You are viewing a plain text version of this content. The canonical link for it is here.
Posted to yarn-issues@hadoop.apache.org by "ben yang (Jira)" <ji...@apache.org> on 2022/06/21 04:39:00 UTC

[jira] [Updated] (YARN-11191) Global Scheduler refreshQueue cause deadLock

     [ https://issues.apache.org/jira/browse/YARN-11191?page=com.atlassian.jira.plugin.system.issuetabpanels:all-tabpanel ]

ben yang updated YARN-11191:
----------------------------
    Description: 
This is a potential bug may impact all open premmption  cluster.In our current version with preemption enabled, the capacityScheduler will call the refreshQueue method of the PreemptionManager when it refreshQueue. This process hold the preemptionManager write lock and  require csqueue read lock.Meanwhile,ParentQueue.canAssignToThisQueue will hold csqueue readLock and require PreemptionManager ReadLock.

There is a possibility of deadlock at this time.Because readlock has one rule on unfair policy, when a lock is already occupied by a read lock and the first request in the lock competition queue is a write lock request,other read lock requests cann‘t acquire the lock.

What is being asked.
Copy the part of the deadlock bug report between "There is a possibility" and "acquire the lock.", inclusive.

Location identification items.
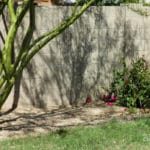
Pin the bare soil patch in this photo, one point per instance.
(33, 121)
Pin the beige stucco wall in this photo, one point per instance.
(80, 61)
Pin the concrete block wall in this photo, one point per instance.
(80, 61)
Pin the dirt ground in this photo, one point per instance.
(33, 121)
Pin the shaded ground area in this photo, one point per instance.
(31, 121)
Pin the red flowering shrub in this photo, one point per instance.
(88, 100)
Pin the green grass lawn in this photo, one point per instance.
(114, 135)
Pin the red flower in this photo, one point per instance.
(105, 97)
(124, 109)
(88, 100)
(113, 98)
(109, 104)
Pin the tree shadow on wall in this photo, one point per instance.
(80, 60)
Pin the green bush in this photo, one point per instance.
(132, 85)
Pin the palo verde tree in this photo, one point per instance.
(11, 67)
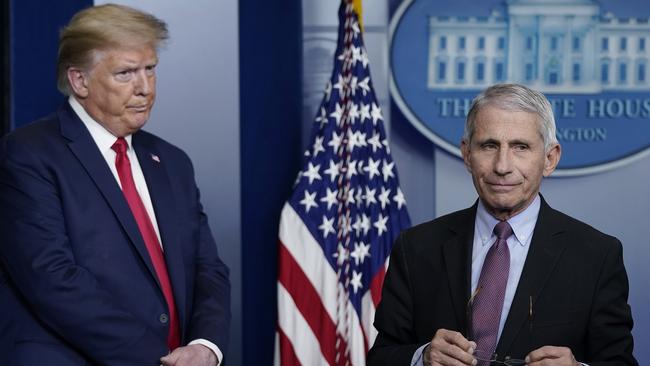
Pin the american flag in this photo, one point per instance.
(337, 229)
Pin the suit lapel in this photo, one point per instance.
(84, 148)
(160, 188)
(457, 254)
(546, 248)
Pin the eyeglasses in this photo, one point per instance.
(486, 356)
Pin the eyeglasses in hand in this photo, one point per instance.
(492, 358)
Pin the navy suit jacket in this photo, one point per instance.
(77, 286)
(572, 291)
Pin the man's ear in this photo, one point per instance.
(552, 158)
(464, 150)
(78, 81)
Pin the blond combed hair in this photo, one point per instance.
(101, 28)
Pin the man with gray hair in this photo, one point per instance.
(106, 257)
(509, 280)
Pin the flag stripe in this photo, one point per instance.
(308, 302)
(290, 321)
(298, 241)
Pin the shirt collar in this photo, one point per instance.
(523, 224)
(102, 137)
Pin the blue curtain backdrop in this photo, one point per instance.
(271, 105)
(34, 34)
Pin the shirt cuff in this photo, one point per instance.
(213, 347)
(417, 359)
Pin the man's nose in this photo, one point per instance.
(143, 83)
(503, 162)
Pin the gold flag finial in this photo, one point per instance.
(357, 8)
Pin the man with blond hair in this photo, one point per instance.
(106, 257)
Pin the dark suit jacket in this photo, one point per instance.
(573, 273)
(77, 286)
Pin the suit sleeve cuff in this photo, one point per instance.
(213, 347)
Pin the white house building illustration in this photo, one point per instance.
(556, 46)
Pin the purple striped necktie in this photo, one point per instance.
(488, 300)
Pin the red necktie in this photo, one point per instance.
(148, 233)
(488, 303)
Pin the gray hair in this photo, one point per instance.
(100, 28)
(514, 97)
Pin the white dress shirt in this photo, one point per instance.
(104, 141)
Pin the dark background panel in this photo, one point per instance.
(33, 42)
(4, 67)
(271, 114)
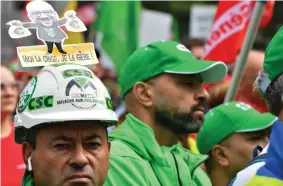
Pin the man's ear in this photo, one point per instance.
(219, 155)
(26, 152)
(109, 145)
(143, 93)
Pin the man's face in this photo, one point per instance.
(46, 17)
(180, 102)
(240, 148)
(9, 91)
(72, 154)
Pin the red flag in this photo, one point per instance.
(267, 13)
(228, 31)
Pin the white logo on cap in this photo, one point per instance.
(182, 48)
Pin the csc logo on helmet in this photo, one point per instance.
(40, 102)
(27, 94)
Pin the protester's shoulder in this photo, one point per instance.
(126, 167)
(120, 149)
(244, 176)
(201, 177)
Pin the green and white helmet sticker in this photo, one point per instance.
(81, 93)
(27, 94)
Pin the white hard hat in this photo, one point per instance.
(62, 93)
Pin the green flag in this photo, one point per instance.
(117, 30)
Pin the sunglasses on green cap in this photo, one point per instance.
(167, 57)
(228, 118)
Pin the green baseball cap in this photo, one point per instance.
(167, 57)
(273, 58)
(229, 118)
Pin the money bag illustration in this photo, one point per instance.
(47, 23)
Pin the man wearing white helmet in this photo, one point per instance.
(61, 121)
(46, 20)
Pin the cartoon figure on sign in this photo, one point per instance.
(47, 22)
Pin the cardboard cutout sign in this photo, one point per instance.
(47, 23)
(34, 56)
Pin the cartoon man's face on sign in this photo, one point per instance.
(42, 13)
(45, 17)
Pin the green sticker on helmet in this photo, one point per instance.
(76, 72)
(40, 102)
(109, 103)
(27, 94)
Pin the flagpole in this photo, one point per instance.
(248, 43)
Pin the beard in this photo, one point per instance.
(179, 122)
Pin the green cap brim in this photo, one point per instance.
(258, 123)
(211, 72)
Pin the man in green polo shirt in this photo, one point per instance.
(231, 134)
(162, 87)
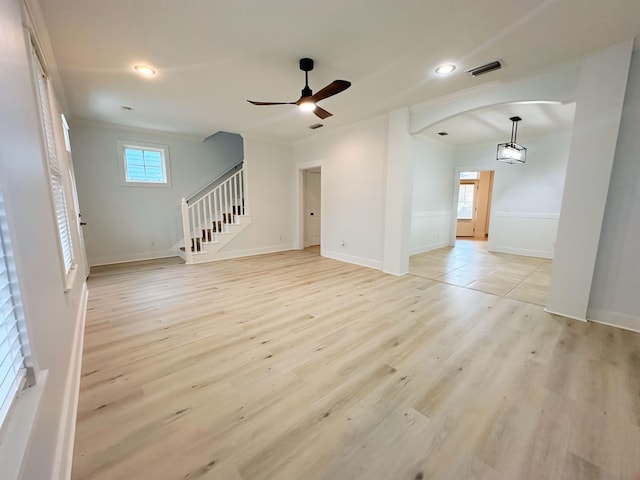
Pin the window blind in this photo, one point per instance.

Worked solution.
There is a possibility of deadlock at this time.Because readlock has one rule on unfair policy, when a lock is already occupied by a read lock and the first request in the lock competition queue is a write lock request,other read lock requests cann‘t acquire the lock.